== 本文

さらにまた、出力手段であるたとえば検出サーフェス表示手段151によって、勾配量評価手段であるたとえば勾配量評価手段124によって射出成形に適していると評価されなかった構成面またはアンダーカット検出手段であるたとえばアンダーカット部検出手段131によってアンダーカットであることが検出された構成面が、勾配量評価手段によって射出成形に適していると評価され、かつアンダーカット検出手段によってアンダーカットであることが検出されなかった構成面と区別して出力されるので、射出成形に適していない勾配量の構成面またはアンダーカットである構成面を強調して表示することができる。したがって、ユーザは、再設計しなければならない構成面を容易に認識することができる。
さらに、勾配量評価手段であるたとえば勾配量評価手段124によって、入力手段であるたとえば図示しない入力装置によって入力された構成面データであるたとえばサーフェスデータが示す各構成面が、金型のキャビティ側にある構成面と、金型のコア側にある構成面とに分けられ、アンダーカット検出手段であるたとえばアンダーカット部検出手段131によって、勾配量評価手段によって分けられたコア側にある構成面について、アンダーカットが検出されるので、アンダーカットの検出を行う時間を、キャビティ側にある構成面についてアンダーカットの検出を行う時間分短縮することができる。したがって、作業効率を向上することができる。
さらにまた、勾配量評価手段であるたとえば勾配量評価手段124によって、入力手段によって入力された構成面データであるたとえばサーフェスデータが示す各構成面が、金型のキャビティ側にある構成面と、金型のコア側にある構成面とに分けられ、アンダーカット検出手段であるたとえばアンダーカット部検出手段131によって、勾配量評価手段によって分けられたキャビティ側にある構成面について、アンダーカットが検出されるので、アンダーカットの検出を行う時間を、コア側にある構成面についてアンダーカットの検出を行う時間分短縮することができる。したがって、作業効率を向上することができる。

====
== データ

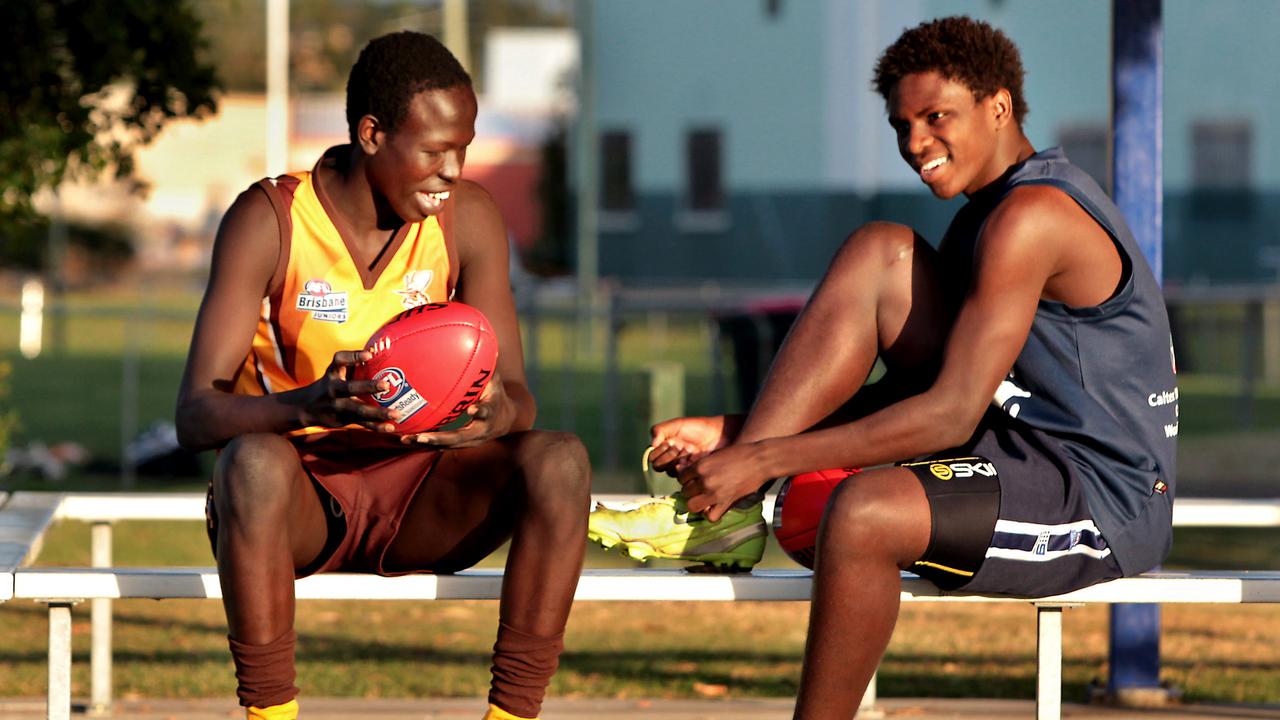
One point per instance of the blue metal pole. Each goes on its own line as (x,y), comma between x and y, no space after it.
(1137,94)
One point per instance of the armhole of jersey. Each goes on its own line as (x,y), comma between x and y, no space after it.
(286,226)
(1124,288)
(452,251)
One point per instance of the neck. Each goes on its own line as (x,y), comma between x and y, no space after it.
(1010,151)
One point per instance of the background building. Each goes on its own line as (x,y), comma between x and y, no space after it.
(749,158)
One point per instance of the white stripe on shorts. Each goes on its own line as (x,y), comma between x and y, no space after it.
(1031,542)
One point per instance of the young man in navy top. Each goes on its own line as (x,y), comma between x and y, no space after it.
(1023,437)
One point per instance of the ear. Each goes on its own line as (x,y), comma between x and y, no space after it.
(370,135)
(1001,108)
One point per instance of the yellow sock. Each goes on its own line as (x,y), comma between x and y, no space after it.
(499,714)
(287,711)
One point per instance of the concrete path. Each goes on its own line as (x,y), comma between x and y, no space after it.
(557,709)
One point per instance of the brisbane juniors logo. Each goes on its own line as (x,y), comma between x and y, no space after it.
(319,299)
(398,395)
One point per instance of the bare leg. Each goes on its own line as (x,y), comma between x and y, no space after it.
(269,523)
(881,296)
(535,488)
(876,524)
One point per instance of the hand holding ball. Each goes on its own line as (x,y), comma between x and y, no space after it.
(437,358)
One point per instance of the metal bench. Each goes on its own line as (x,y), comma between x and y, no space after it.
(60,588)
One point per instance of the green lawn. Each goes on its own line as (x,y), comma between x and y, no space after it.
(177,648)
(617,650)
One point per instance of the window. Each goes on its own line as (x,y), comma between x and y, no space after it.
(1220,154)
(616,191)
(705,192)
(1087,146)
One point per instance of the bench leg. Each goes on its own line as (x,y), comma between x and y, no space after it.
(100,633)
(59,705)
(1048,673)
(868,709)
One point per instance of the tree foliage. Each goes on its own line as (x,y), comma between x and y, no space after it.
(85,82)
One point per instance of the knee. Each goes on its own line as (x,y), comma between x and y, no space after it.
(554,465)
(882,242)
(254,475)
(859,522)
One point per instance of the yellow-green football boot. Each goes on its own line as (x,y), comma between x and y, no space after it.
(664,528)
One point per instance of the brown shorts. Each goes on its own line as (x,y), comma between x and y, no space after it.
(364,488)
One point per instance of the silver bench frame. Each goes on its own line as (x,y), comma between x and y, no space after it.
(24,516)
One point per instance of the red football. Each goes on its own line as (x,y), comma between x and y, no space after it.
(438,359)
(799,509)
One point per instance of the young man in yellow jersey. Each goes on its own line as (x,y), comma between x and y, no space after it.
(311,479)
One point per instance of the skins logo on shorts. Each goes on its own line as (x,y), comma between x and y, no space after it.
(319,299)
(400,396)
(967,468)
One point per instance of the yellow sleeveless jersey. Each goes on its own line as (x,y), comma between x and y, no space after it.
(324,304)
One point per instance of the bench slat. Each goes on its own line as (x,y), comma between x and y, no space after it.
(1188,511)
(621,584)
(23,520)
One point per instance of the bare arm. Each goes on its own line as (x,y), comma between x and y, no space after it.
(484,282)
(209,414)
(1020,250)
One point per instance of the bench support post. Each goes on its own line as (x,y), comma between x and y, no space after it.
(100,647)
(867,707)
(59,705)
(1048,651)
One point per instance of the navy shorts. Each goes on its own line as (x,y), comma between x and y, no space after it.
(1009,516)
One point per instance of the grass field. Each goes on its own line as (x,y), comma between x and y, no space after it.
(177,648)
(617,650)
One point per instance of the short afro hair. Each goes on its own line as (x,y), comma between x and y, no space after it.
(392,69)
(959,49)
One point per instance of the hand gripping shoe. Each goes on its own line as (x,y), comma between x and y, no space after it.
(663,527)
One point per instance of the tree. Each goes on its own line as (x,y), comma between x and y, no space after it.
(83,83)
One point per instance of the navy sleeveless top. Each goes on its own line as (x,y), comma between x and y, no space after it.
(1101,379)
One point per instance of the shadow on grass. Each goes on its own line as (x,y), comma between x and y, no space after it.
(746,671)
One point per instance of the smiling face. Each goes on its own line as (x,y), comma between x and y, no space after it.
(949,137)
(415,165)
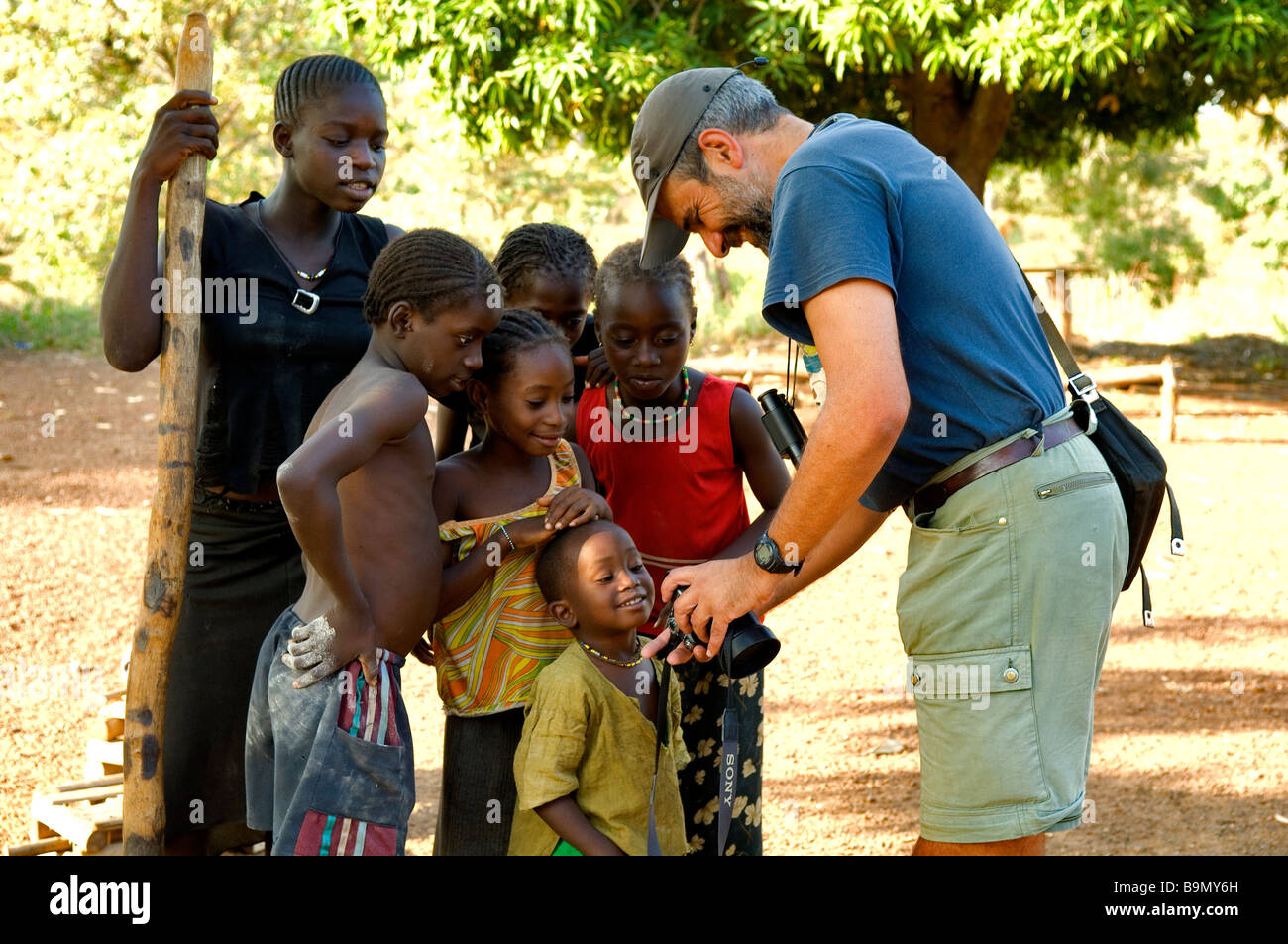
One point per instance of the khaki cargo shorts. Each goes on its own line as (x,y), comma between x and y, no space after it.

====

課題内容:
本文から、「さらにまた、出力手段であるた」を含む語句で始まり「容易に認識することができる。」で終わる部分を、一字一句変えずに書き写してもらえますか。

解答:
さらにまた、出力手段であるたとえば検出サーフェス表示手段151によって、勾配量評価手段であるたとえば勾配量評価手段124によって射出成形に適していると評価されなかった構成面またはアンダーカット検出手段であるたとえばアンダーカット部検出手段131によってアンダーカットであることが検出された構成面が、勾配量評価手段によって射出成形に適していると評価され、かつアンダーカット検出手段によってアンダーカットであることが検出されなかった構成面と区別して出力されるので、射出成形に適していない勾配量の構成面またはアンダーカットである構成面を強調して表示することができる。したがって、ユーザは、再設計しなければならない構成面を容易に認識することができる。